Coordinate annotation entries
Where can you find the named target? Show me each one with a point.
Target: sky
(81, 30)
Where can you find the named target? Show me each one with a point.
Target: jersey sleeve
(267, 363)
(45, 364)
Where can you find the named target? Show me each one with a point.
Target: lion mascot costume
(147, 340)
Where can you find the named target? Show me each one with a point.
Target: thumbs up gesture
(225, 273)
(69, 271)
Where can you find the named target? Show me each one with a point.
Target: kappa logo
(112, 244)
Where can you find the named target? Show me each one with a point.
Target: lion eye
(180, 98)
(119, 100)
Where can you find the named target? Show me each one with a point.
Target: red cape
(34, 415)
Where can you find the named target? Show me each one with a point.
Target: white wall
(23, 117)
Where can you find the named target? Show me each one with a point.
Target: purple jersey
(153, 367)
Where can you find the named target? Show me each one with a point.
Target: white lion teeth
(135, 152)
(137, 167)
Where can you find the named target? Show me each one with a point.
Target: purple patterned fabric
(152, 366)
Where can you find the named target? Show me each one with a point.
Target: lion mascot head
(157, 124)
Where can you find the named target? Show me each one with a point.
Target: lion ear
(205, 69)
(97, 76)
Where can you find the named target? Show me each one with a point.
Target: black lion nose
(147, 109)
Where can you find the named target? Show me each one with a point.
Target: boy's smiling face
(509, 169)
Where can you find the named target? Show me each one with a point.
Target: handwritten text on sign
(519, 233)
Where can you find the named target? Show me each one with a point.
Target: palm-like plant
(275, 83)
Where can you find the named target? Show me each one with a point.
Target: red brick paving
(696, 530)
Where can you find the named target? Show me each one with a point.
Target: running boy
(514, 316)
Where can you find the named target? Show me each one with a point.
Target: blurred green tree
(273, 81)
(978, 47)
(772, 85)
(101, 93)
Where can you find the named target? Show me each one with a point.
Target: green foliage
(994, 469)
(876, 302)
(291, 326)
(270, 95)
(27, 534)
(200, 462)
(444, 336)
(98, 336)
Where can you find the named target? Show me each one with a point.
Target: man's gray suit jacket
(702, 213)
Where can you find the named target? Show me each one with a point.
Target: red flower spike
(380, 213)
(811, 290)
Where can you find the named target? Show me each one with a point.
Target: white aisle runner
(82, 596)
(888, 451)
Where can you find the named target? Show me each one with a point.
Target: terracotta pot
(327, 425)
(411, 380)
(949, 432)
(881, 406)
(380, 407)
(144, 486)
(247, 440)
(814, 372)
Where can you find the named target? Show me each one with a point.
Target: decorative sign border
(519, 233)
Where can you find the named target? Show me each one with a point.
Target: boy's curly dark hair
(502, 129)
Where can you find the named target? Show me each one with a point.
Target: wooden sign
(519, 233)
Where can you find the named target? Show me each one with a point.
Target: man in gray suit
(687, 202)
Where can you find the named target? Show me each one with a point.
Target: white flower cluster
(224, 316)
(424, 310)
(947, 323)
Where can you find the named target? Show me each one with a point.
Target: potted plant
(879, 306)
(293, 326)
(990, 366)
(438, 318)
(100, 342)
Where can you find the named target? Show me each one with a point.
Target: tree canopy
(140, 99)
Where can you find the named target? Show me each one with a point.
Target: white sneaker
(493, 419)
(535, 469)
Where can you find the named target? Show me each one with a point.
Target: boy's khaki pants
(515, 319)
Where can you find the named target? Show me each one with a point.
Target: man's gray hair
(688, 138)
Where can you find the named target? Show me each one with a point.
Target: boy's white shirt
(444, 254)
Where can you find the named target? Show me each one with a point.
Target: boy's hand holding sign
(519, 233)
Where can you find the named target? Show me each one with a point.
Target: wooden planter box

## SET EXERCISE
Extract the entries above verbatim.

## TASK SOLUTION
Where can you find the named target? Show me each one with a point.
Target: sky
(81, 30)
Where can you find the named target? Show me each one with a point.
Target: jersey sleeve
(267, 363)
(45, 364)
Where can you find the named target? Show me each one with a point.
Target: lion mascot costume
(147, 340)
Where can you find the named target? Show me each one with a point.
Target: thumbs up gesture
(225, 273)
(69, 271)
Where can you find the named target? Show me each one with a point.
Target: kappa logo
(112, 244)
Where can you find the named target? Show me each one with a point.
Target: lion eye
(180, 98)
(119, 100)
Where can you find the named target? Show me each one with a point.
Target: red cape
(34, 415)
Where can you find the named target? Show me each one with a point.
Target: white wall
(23, 117)
Where can you find the named target? Show me each one with a point.
Target: purple jersey
(153, 367)
Where can you find the named target? Show me each one with a point.
Target: white lion teeth
(135, 152)
(137, 167)
Where can you find the named target? Show me each one with a point.
Target: purple patterned fabric
(152, 366)
Where can you find the named target? Show me each one with a point.
Target: lion mascot head
(157, 124)
Where can you find the named target? Show me each one with a point.
Target: lion ear
(205, 69)
(97, 76)
Where can you find the named target? Show me each one with a point.
Target: black lion nose
(147, 109)
Where can you find the named target? Show me each one with a point.
Target: boy's smiling face
(509, 169)
Where can you find the named target? Show me each one with a point.
Target: handwritten text on sign
(519, 233)
Where can you find the named target? Show me each one with a point.
Target: palm-like plant
(275, 83)
Where can you find the named target? Show me each one with a point.
Target: red brick paving
(696, 530)
Where can you find the named target? Show me each one with a point.
Target: running boy
(514, 316)
Where can you find the named target? Show me each one with a point.
Target: blurred green tree
(273, 81)
(978, 47)
(772, 85)
(101, 93)
Where can you find the named target? Show me each one with a point.
Target: green foliage
(994, 469)
(876, 302)
(291, 326)
(270, 95)
(27, 534)
(200, 462)
(444, 336)
(98, 336)
Where can you find the named target? Show me each one with a point.
Target: man's gray suit jacket
(702, 213)
Where can you find the named target? Show me each one with a point.
Target: red flower spike
(380, 213)
(811, 290)
Where can you find the named target? Show me each one with a point.
Target: white aisle runner
(82, 596)
(888, 451)
Where can you find the named target? Show me each one with a point.
Target: terracotta pot
(327, 425)
(411, 380)
(949, 432)
(881, 406)
(380, 407)
(144, 486)
(247, 440)
(814, 372)
Where can you find the named target? Show me each one with a point.
Target: decorative sign border
(519, 233)
Where can you find the named target? Show me each one with a point.
Target: boy's curly dark hair
(502, 129)
Where can you find the named target? Show me each one with a point.
Target: wooden sign
(519, 233)
Where can you find the named target? Show me each one with a point.
Target: man in gray suit
(687, 202)
Where can you find the named target? Show me each one with a point.
Target: white flower cluster
(224, 316)
(424, 310)
(947, 323)
Where can you find the named target? Show me each one with a point.
Target: potted plant
(879, 306)
(293, 326)
(990, 366)
(438, 318)
(100, 342)
Where can you find the named target? Show me each one with a point.
Target: tree canopy
(140, 99)
Where can you find the named target? Show me each one with a point.
Target: white sneaker
(493, 419)
(535, 469)
Where can you find the named target? Show me each one with a point.
Target: boy's khaki pants
(515, 319)
Where can you find the named target? Show me each one with a point.
Target: man's gray hair
(688, 138)
Where can you find the named target? Show me each one with a point.
Target: boy's white shirt
(444, 254)
Where can you find the named target? Show me each one with a point.
Target: boy's hand holding sign
(519, 233)
Where can you find the named target? Show me each one with a point.
Target: wooden planter box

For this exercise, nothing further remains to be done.